[PATCH v16 1/8] net/ntnic: initial commit which adds register defines

Ferruh Yigit ferruh.yigit at amd.com
Wed Sep 20 11:48:02 CEST 2023


On 9/19/2023 10:06 AM, Christian Koue Muf wrote:
> On 9/18/23 10:34 AM, Ferruh Yigit wrote:
>> On 9/15/2023 7:37 PM, Morten Brørup wrote:
>>>> From: Ferruh Yigit [mailto:ferruh.yigit at amd.com]
>>>> Sent: Friday, 15 September 2023 17.55
>>>>
>>>> On 9/8/2023 5:07 PM, Mykola Kostenok wrote:
>>>>> From: Christian Koue Muf <ckm at napatech.com>
>>>>>
>>>>> The NTNIC PMD does not rely on a kernel space Napatech driver, thus
>>>>> all defines related to the register layout is part of the PMD code,
>>>>> which will be added in later commits.
>>>>>
>>>>> Signed-off-by: Christian Koue Muf <ckm at napatech.com>
>>>>> Reviewed-by: Mykola Kostenok <mko-plv at napatech.com>
>>>>>
>>>>
>>>> Hi Mykola, Christiam,
>>>>
>>>> This PMD scares me, overall it is a big drop:
>>>> "249 files changed, 87128 insertions(+)"
>>>>
>>>> I think it is not possible to review all in one release cycle, and it
>>>> is not even possible to say if all code used or not.
>>>>
>>>> I can see code is already developed, and it is difficult to
>>>> restructure developed code, but restructure it into small pieces
>>>> really helps for reviews.
>>>>
>>>>
>>>> Driver supports good list of features, can it be possible to
>>>> distribute upstream effort into multiple release.
>>>> Starting from basic functionality and add features gradually.
>>>> Target for this release can be providing datapath, and add more if we
>>>> have time in the release, what do you think?
>>>>
>>>>
>>>> Also there are large amount of base code (HAL / FPGA code), instead
>>>> of adding them as a bulk, relevant ones with a feature can be added
>>>> with the feature patch, this eliminates dead code in the base code
>>>> layer, also helps user/review to understand the link between driver
>>>> code and base code.
>>>
>>> Jumping in here with an opinion about welcoming new NIC vendors to the community:
>>>
>>> Generally, if a NIC vendor supplies a PMD for their NIC, I expect the vendor to take responsibility for the quality of the PMD, including providing a maintainer and support backporting of fixes to the PMD in LTS releases. This should align with the vendor's business case for upstreaming their driver.

Required work
a – Translate this sentence from the NTNIC driver patch thread into Spanish: "This should align with the vendor's business case for upstreaming their driver."
b – Pick up the mailing-list thread about the NTNIC driver patch from its final sentence, continuing in the same voice and quoting style.

[Data records]
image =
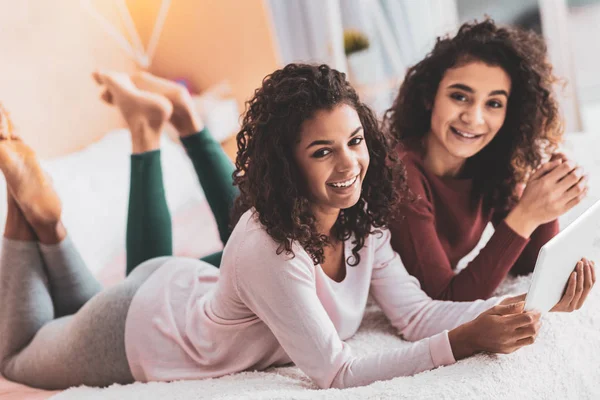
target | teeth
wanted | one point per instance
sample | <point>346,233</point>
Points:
...
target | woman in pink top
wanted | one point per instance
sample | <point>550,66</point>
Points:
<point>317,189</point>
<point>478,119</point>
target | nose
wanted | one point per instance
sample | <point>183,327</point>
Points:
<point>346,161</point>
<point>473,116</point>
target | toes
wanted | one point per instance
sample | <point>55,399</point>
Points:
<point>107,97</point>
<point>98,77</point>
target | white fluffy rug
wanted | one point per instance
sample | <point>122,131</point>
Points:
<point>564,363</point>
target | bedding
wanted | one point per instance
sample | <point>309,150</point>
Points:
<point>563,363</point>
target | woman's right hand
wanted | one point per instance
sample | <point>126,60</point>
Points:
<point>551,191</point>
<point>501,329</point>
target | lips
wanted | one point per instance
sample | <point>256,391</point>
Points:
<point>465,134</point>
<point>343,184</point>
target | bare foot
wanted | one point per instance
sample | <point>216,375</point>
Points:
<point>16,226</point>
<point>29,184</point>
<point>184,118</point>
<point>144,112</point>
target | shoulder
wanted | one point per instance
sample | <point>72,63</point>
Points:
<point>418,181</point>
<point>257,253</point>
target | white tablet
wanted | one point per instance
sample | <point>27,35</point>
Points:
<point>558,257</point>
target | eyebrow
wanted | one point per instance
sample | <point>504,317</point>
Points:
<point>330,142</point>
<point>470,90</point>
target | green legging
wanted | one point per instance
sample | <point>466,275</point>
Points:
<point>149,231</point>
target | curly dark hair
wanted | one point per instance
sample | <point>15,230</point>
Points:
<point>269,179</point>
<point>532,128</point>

Responses for each task
a – Esto debería ajustarse a la justificación comercial del proveedor para integrar su controlador en el proyecto principal.

b –
>>>
>>> If the vendor provides one big patch series, which may be difficult to understand/review, the fallout mainly hits the vendor's customers (and thus the vendor's support organization), not the community as a whole.
>>>
>>
>> Hi Morten,
>>
>> I was thinking same before making my above comment, what happens if vendors submit as one big patch and when a problem occurs we can ask owner to fix. Probably this makes vendor happy and makes my life (or any other maintainer's life) easier, it is always easier to say yes.
>>
>>
>> But I come up with two main reasons to ask for a rework:
>>
>> 1- Technically any vendor can deliver their software to their customers via a public git repository, they don't have to upstream to https://linkprotect.cudasvc.com/url?a=https%3a%2f%2fdpdk.org&c=E,1,NpoJejuuvPdOPfcFJYtsmkQF6PVrDjGsZ8x_gi5xDrTyZokK_nM11u4ZpzHgM10J9bOLlnhoR6fFAzWtCzOhRCzVruYj520zZORv6-MjJeSC5TrGnIFL&typo=1,
>> but upstreaming has many benefits.
>>
>> One of those benefits is upstreaming provides a quality assurance for vendor's customers (that is why customer can be asking for this, as we are having in many cases), and this quality assurance comes from additional eyes reviewing the code and guiding vendors for the DPDK quality standards (some vendors already doing pretty good, but new ones sometimes requires hand-holding).
>>
>> If driver is one big patch series, it is practically not possible to review it, I can catch a few bits here or there, you may some others, but practically it will be merged without review, and we will fail on our quality assurance task.
>>
>> 2- Make code more accessible to the rest of the world.
>>
>> When it is a big patch, code can be functional but lots of details, reasoning, relation between components gets lost, which makes it even harder for an external developer, like me, to understand it (I am a mere guinea pig here :).
>>
>> If a customer would like to add a feature themselves, or fix something, even after vendor no more working on that product anymore, customer needs to understand the code or some reasoning in the code.
>> Or if someone wants to backport the driver to rust, or a DPDK developer wants to do a rework that requires updating all drivers, or a tester would like to analyze the code to figure out behavior difference of the devices. I think I have witness all above cases in real life.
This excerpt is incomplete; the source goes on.